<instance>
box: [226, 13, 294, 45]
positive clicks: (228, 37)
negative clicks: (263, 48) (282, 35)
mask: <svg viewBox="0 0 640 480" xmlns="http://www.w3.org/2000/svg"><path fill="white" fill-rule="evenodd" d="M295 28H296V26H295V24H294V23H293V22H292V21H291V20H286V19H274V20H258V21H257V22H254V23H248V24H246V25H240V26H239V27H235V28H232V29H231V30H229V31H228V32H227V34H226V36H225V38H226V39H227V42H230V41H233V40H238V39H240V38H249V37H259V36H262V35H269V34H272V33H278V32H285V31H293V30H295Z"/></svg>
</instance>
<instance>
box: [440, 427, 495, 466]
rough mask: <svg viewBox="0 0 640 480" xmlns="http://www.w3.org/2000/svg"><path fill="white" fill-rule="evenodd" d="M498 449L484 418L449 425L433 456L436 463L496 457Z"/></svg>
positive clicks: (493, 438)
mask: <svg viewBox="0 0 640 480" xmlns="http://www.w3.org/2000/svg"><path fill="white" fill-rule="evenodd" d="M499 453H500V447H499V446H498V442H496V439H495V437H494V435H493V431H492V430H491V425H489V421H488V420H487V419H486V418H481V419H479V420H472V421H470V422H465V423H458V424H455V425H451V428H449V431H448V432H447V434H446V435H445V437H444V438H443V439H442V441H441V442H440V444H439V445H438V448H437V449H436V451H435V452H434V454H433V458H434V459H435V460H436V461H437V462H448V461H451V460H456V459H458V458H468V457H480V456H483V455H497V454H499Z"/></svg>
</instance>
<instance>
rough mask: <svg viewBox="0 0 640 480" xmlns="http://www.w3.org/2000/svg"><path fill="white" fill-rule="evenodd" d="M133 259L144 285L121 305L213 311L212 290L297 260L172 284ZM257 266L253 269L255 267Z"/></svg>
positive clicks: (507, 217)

EXERCISE REQUIREMENTS: Whatever appears in the listing above, write it down again exactly.

RESPONSE BOX:
<instance>
box: [226, 13, 294, 45]
positive clicks: (228, 37)
negative clicks: (263, 48) (282, 35)
mask: <svg viewBox="0 0 640 480" xmlns="http://www.w3.org/2000/svg"><path fill="white" fill-rule="evenodd" d="M295 28H296V26H295V24H294V23H293V22H292V21H291V20H286V19H274V20H258V21H257V22H254V23H248V24H246V25H240V26H239V27H235V28H232V29H231V30H229V31H228V32H227V34H226V36H225V38H226V39H227V42H230V41H233V40H238V39H240V38H249V37H259V36H262V35H269V34H272V33H278V32H285V31H293V30H295Z"/></svg>
</instance>
<instance>
box: [440, 427, 495, 466]
rough mask: <svg viewBox="0 0 640 480" xmlns="http://www.w3.org/2000/svg"><path fill="white" fill-rule="evenodd" d="M498 449L484 418L449 425L433 456L436 463L496 457Z"/></svg>
positive clicks: (493, 438)
mask: <svg viewBox="0 0 640 480" xmlns="http://www.w3.org/2000/svg"><path fill="white" fill-rule="evenodd" d="M499 453H500V447H499V446H498V442H496V439H495V437H494V435H493V431H492V430H491V425H489V421H488V420H487V419H486V418H481V419H479V420H472V421H470V422H465V423H458V424H455V425H451V428H449V431H448V432H447V434H446V435H445V437H444V438H443V439H442V441H441V442H440V444H439V445H438V448H437V449H436V451H435V452H434V454H433V458H434V459H435V460H436V461H437V462H448V461H451V460H456V459H458V458H468V457H480V456H483V455H497V454H499Z"/></svg>
</instance>
<instance>
rough mask: <svg viewBox="0 0 640 480" xmlns="http://www.w3.org/2000/svg"><path fill="white" fill-rule="evenodd" d="M133 259L144 285L121 305L213 311L212 290L297 260L172 284ZM257 266L253 269L255 267Z"/></svg>
positive clicks: (507, 217)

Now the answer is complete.